▶ _A run of records_
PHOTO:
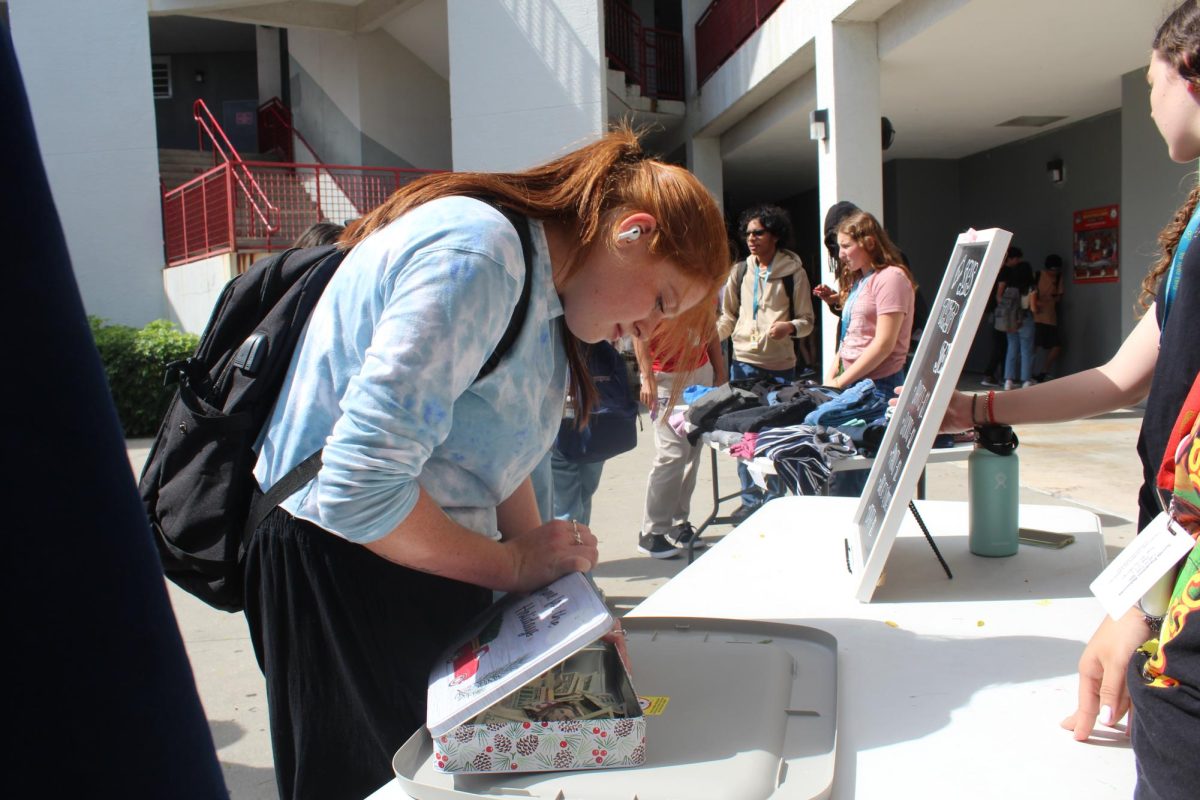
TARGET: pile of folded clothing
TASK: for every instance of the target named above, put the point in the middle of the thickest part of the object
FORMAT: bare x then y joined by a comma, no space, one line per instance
803,427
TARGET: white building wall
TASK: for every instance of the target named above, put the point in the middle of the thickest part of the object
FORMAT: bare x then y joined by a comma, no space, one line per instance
527,80
87,72
192,290
364,98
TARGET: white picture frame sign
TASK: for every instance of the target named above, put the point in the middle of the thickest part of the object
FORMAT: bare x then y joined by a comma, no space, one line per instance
930,380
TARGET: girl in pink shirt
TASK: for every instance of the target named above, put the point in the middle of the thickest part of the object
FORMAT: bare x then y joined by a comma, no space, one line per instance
876,296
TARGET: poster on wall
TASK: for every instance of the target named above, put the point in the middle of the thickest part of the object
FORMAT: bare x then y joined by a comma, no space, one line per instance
1096,253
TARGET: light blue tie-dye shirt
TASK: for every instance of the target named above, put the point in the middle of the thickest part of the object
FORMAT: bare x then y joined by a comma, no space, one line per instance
383,377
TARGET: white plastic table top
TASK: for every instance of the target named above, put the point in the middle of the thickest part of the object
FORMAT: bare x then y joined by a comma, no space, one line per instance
947,689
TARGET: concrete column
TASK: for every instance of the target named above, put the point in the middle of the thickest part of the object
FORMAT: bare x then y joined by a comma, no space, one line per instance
705,162
87,72
850,161
527,80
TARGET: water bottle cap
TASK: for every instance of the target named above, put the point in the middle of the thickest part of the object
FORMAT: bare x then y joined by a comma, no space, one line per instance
1000,439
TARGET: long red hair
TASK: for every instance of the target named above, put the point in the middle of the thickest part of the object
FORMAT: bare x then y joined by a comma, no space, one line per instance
592,188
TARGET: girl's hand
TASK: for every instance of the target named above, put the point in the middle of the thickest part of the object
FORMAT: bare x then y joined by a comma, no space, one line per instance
549,552
1102,673
958,413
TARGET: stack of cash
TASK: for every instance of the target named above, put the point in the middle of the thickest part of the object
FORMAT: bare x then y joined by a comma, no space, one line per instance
579,689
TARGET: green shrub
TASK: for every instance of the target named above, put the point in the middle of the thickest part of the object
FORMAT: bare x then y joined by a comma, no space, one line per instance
133,362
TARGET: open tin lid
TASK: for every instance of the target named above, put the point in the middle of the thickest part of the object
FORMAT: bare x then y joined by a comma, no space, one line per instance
744,709
516,639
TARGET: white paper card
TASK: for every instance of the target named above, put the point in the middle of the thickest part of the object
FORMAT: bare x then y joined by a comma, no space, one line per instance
756,474
1152,553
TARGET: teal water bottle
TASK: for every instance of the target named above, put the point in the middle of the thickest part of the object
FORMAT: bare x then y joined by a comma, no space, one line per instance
994,487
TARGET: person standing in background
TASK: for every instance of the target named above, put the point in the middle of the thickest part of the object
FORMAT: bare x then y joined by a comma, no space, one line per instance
665,527
766,306
1044,304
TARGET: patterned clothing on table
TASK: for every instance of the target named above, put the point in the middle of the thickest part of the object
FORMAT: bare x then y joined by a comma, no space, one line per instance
804,455
859,402
384,377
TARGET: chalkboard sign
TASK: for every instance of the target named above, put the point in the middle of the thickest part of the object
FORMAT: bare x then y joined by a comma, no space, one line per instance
953,320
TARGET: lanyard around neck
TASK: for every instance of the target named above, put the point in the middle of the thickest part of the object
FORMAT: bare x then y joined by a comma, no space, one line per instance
759,281
1173,276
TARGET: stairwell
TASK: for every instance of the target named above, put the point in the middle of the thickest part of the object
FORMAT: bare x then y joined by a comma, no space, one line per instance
285,188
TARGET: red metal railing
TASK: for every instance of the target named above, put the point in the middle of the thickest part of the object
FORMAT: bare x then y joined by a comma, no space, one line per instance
649,56
275,128
723,28
265,205
210,215
256,199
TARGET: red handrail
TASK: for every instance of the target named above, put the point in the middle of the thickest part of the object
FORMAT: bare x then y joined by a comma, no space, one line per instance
208,215
275,109
255,194
723,28
651,56
275,116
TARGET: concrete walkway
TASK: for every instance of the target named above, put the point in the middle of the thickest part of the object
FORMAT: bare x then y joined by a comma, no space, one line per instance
1090,464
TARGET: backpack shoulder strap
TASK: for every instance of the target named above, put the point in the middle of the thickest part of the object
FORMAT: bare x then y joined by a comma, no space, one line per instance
307,469
510,335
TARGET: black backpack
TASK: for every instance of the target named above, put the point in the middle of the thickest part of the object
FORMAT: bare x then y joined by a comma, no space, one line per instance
197,485
611,427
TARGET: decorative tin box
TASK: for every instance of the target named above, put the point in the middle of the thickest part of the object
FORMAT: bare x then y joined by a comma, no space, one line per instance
529,689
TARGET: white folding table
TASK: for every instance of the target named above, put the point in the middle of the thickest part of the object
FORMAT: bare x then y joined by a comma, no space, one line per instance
947,687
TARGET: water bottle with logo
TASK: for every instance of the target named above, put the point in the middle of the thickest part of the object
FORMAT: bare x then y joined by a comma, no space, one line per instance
994,487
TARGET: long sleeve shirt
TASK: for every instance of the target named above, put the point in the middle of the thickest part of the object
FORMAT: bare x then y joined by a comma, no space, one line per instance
384,376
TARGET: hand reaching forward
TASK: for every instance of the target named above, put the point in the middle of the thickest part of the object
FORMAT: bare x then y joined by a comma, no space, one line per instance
1102,673
549,552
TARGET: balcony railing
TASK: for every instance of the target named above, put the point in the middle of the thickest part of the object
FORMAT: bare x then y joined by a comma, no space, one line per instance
211,214
723,28
649,56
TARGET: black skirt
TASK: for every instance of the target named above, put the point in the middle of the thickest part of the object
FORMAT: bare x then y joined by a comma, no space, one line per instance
346,641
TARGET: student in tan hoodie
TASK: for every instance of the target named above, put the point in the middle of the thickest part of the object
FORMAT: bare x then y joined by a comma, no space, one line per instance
766,306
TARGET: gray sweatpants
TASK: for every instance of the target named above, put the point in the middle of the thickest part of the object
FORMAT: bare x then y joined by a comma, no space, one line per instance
676,462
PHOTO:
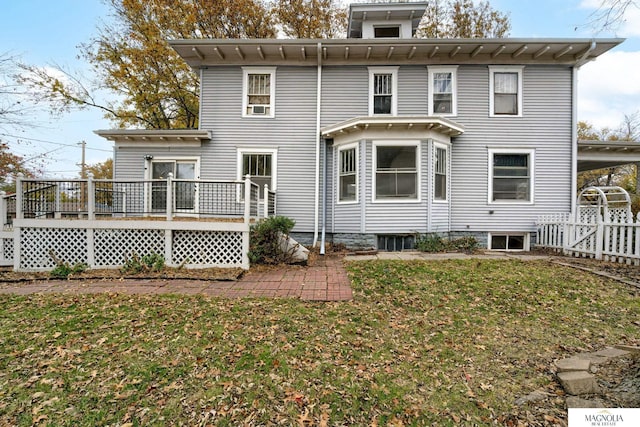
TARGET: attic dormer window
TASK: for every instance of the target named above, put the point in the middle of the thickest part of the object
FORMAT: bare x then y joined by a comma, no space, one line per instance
389,32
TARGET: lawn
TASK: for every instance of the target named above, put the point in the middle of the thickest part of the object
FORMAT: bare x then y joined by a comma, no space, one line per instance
422,343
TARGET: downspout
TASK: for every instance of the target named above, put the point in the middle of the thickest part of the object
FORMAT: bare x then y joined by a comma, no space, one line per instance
574,141
318,141
324,198
574,126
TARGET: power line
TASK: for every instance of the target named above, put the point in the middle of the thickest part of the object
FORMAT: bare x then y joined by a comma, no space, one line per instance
52,142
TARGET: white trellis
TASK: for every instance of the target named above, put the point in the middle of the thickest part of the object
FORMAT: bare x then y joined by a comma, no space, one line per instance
43,224
602,227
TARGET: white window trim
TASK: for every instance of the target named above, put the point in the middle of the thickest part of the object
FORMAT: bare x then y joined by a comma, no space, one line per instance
526,246
341,148
148,171
394,88
274,163
272,95
148,176
432,70
492,71
374,156
532,168
446,148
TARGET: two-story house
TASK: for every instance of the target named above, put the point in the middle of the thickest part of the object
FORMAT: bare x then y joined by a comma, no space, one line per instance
373,138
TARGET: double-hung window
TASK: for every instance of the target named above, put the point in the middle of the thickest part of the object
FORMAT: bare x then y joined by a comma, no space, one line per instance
348,174
185,191
396,172
442,91
505,97
260,164
383,89
511,176
440,174
258,98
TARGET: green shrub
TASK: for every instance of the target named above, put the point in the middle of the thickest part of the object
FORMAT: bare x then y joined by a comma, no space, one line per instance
465,244
150,262
264,242
430,243
64,270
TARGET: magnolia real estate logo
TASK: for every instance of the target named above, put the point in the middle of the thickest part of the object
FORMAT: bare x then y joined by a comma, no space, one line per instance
604,417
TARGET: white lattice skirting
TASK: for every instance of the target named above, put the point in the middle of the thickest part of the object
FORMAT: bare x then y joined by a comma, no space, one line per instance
108,244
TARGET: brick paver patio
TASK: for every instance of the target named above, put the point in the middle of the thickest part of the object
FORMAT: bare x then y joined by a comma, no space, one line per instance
325,280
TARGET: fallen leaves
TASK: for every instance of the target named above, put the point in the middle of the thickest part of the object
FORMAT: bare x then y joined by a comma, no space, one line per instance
422,342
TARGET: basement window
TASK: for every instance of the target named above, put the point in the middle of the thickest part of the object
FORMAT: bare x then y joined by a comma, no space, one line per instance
396,243
509,242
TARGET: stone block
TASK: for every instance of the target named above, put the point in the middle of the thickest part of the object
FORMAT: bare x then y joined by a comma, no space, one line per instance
533,397
573,364
578,382
629,348
611,352
578,402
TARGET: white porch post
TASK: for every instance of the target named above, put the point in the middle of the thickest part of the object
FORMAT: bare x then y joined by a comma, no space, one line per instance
247,198
3,207
170,197
91,198
19,197
266,201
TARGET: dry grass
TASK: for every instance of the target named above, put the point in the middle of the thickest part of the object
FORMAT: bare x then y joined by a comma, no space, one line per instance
422,343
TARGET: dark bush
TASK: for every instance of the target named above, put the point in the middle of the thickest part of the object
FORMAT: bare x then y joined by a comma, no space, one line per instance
265,246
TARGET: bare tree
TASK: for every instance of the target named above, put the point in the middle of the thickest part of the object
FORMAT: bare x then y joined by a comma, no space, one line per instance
610,14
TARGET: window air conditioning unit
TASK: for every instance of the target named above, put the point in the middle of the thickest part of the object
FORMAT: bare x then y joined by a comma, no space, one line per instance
258,109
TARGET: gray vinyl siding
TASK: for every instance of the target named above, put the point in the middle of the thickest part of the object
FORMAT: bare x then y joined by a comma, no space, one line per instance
412,90
544,127
292,132
345,92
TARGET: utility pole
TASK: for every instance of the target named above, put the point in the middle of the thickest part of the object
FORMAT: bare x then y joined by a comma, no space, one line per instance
83,176
83,164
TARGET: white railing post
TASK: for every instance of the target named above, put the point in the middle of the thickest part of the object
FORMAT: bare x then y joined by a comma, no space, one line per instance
19,197
266,201
57,208
565,238
91,197
170,197
247,198
600,236
3,208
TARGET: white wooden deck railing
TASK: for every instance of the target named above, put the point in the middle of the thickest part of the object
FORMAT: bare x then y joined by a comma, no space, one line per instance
594,238
103,222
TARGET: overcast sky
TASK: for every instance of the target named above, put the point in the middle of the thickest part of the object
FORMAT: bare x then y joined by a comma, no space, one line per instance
45,31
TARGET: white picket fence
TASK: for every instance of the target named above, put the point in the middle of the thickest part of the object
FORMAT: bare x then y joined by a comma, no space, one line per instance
591,237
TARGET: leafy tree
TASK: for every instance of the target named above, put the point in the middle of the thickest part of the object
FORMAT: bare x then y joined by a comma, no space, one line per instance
463,19
131,58
310,19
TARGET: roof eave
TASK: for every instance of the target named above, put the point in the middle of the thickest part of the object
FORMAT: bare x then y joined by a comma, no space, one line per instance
311,52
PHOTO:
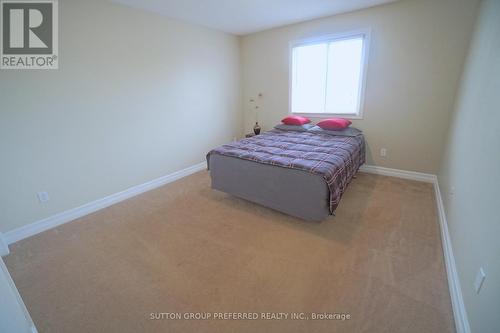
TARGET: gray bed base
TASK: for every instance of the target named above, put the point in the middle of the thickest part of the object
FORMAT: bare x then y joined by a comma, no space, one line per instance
293,192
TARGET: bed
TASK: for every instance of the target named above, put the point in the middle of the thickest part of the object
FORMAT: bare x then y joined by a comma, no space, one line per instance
302,174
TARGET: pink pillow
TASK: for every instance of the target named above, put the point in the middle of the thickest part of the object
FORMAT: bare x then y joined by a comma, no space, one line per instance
296,120
334,123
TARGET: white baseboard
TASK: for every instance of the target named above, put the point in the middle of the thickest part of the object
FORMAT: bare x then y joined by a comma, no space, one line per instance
412,175
459,312
457,301
4,248
91,207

▶ _PROBLEM REQUIREMENTS_
Word for word, quote the lines from the line containing "TARGET: bed" through the end of the material, both included, and nothing else.

▶ _COMPLETED TASK_
TARGET: bed
TASK: for every instance of the target named above, put the point in the middle of the thickest part of the object
FORMAT: bare x then y joined by a comma, no space, one line per instance
302,174
TARGET: pink pillow
TASK: for every instance of the target named above, put the point in the middle of the thickest part of the object
FORMAT: bare x then y joined by a comma, no space, one line per instance
296,120
334,123
TARGET: white baseboard
TASK: for every instance of the target named above, put the point in the middle of the thickest part of the object
FORMAT: bare x then y joined by a comma, no space, one line per instance
412,175
459,312
457,301
4,248
91,207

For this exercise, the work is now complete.